> [EXERCISE PROMPT]
Reproduce the stretch of the microkernel discussion below from "So it's a cool" through "koblenz.de/~beckert/pub/safecomp2009.pdf>).", replacing every occurrence of "microkernels" with "minimal kernels".

So it's a cool accomplishment, but it's never going to be "like Mac, but
totally unhackable!" or anything like that.

------
koretzu46
Today there is an interesting situation in that there exist microkernels with
an amount of published formal proofs such as the one by NICTA in this thread
and, then, that there exist DO-178B avionics certified microkernels and
separation kernels (often with very little published artefacts). I think that
the current hot field for microkernels is to bring both formal methods and
certification together, which is indeed starting to happen for DO-178C see for
example <https://sites.google.com/site/fmstandardsworkshop/> . Holger
Disclaimer: not completely unbiased here (e.g. <http://www.uni-
koblenz.de/~beckert/pub/safecomp2009.pdf>).

------
0x0
Isn't this what the Microsoft Singularity project have been working on for a
long while? I remember reading some post about how they also have proven
(verified) the correctness of its operation a while ago, but I can't
immediately find a link.

> [MATERIAL SUPPLIED]
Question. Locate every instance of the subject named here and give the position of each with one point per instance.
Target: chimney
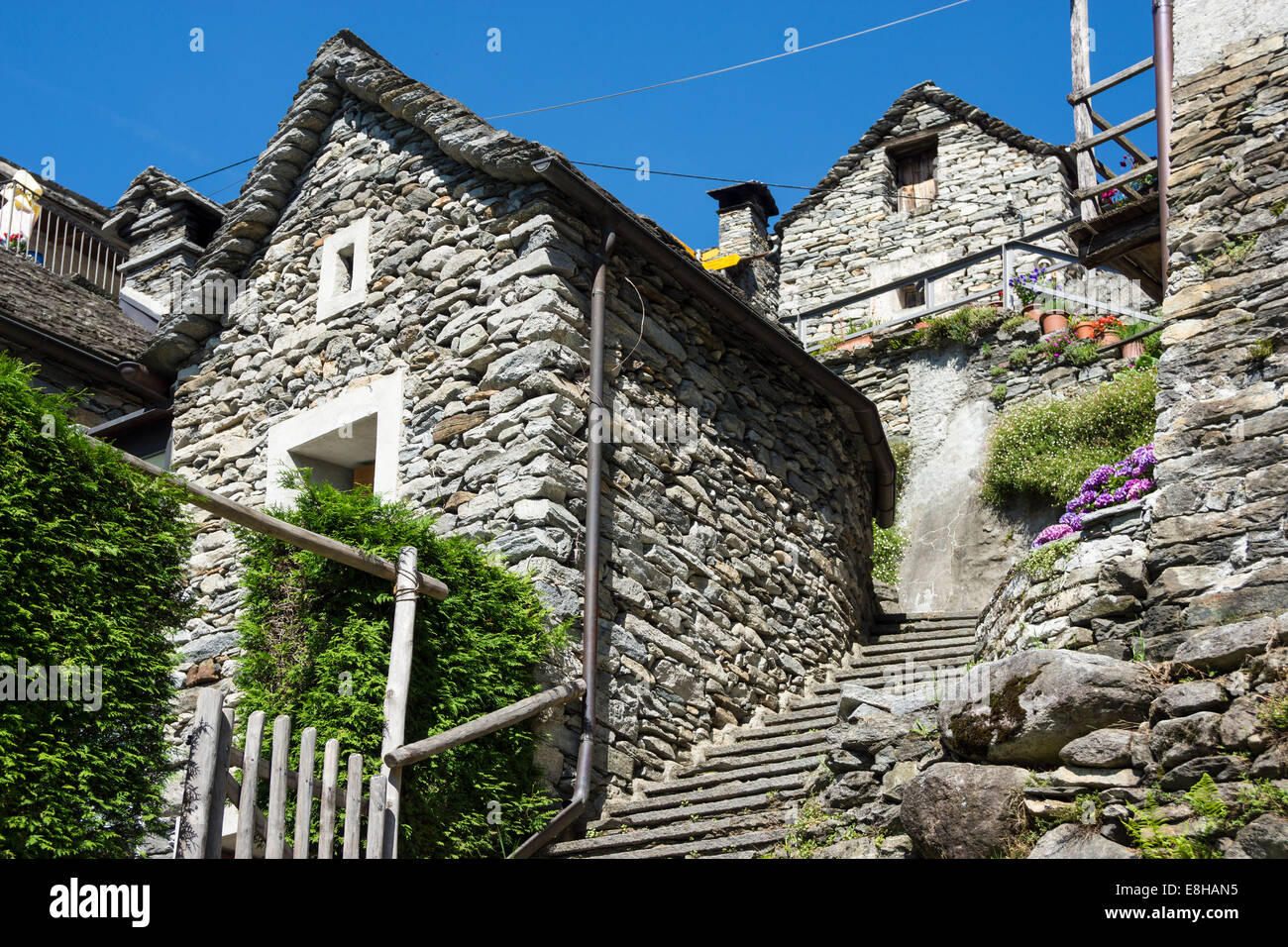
(743, 214)
(167, 227)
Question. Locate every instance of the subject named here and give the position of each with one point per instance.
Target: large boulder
(1073, 840)
(1025, 707)
(964, 810)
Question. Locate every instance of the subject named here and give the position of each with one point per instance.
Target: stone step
(724, 764)
(913, 637)
(702, 780)
(926, 617)
(755, 741)
(682, 831)
(786, 722)
(724, 791)
(675, 812)
(888, 650)
(719, 845)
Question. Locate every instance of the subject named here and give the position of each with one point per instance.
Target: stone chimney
(167, 227)
(743, 215)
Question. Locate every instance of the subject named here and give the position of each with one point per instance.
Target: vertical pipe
(1163, 123)
(406, 589)
(590, 596)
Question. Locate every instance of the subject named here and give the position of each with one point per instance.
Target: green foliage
(888, 545)
(91, 567)
(1039, 564)
(1044, 449)
(1147, 831)
(1260, 351)
(316, 638)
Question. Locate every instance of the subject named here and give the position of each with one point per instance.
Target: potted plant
(1107, 330)
(1085, 329)
(1028, 289)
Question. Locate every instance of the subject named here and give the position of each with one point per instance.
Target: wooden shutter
(915, 179)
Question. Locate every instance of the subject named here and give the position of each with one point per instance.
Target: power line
(802, 187)
(660, 85)
(729, 68)
(235, 163)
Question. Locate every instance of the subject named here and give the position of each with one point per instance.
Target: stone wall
(1091, 600)
(1218, 543)
(941, 401)
(735, 558)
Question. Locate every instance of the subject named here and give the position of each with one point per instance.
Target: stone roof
(921, 93)
(60, 307)
(153, 183)
(346, 63)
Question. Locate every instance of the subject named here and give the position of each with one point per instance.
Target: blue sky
(110, 89)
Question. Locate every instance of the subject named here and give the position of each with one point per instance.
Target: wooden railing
(1087, 120)
(1009, 252)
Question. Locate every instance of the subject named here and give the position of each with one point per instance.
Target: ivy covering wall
(314, 637)
(91, 579)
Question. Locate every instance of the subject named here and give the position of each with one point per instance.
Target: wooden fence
(215, 763)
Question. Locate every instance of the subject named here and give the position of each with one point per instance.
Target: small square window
(346, 268)
(349, 441)
(914, 179)
(912, 296)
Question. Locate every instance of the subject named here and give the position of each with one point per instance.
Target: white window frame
(381, 398)
(355, 237)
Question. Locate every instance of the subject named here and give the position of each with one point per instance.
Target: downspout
(1163, 121)
(590, 596)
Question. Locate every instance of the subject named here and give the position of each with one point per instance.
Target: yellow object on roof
(719, 262)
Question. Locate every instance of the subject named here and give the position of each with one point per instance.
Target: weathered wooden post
(395, 690)
(1082, 131)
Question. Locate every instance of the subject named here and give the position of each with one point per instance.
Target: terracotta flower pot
(1054, 320)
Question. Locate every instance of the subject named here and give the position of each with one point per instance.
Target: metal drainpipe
(1163, 120)
(590, 596)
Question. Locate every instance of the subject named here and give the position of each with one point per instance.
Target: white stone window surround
(351, 429)
(346, 268)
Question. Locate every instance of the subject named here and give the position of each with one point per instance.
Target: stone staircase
(738, 799)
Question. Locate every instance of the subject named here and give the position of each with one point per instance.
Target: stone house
(412, 302)
(932, 179)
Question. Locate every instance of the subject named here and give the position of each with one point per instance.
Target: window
(346, 268)
(914, 178)
(348, 441)
(912, 296)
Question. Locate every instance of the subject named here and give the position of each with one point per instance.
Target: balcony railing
(53, 240)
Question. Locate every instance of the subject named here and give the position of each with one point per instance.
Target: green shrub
(316, 642)
(1044, 449)
(1039, 564)
(93, 564)
(888, 547)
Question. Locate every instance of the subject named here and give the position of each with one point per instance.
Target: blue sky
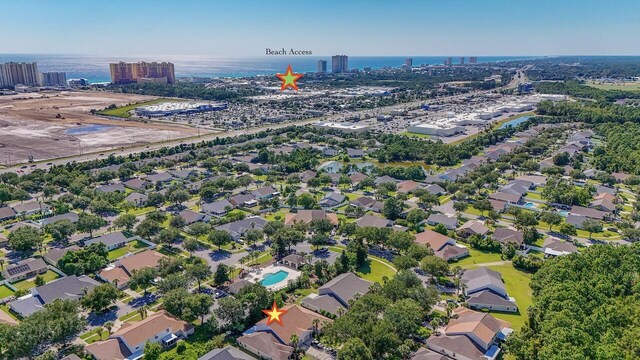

> [THE REPLY]
So it's a cool accomplishment, but it's never going to be "like Mac, but
totally unhackable!" or anything like that.

------
koretzu46
Today there is an interesting situation in that there exist minimal kernels with
an amount of published formal proofs such as the one by NICTA in this thread
and, then, that there exist DO-178B avionics certified minimal kernels and
separation kernels (often with very little published artefacts). I think that
the current hot field for minimal kernels is to bring both formal methods and
certification together, which is indeed starting to happen for DO-178C see for
example <https://sites.google.com/site/fmstandardsworkshop/> . Holger
Disclaimer: not completely unbiased here (e.g. <http://www.uni-
koblenz.de/~beckert/pub/safecomp2009.pdf>).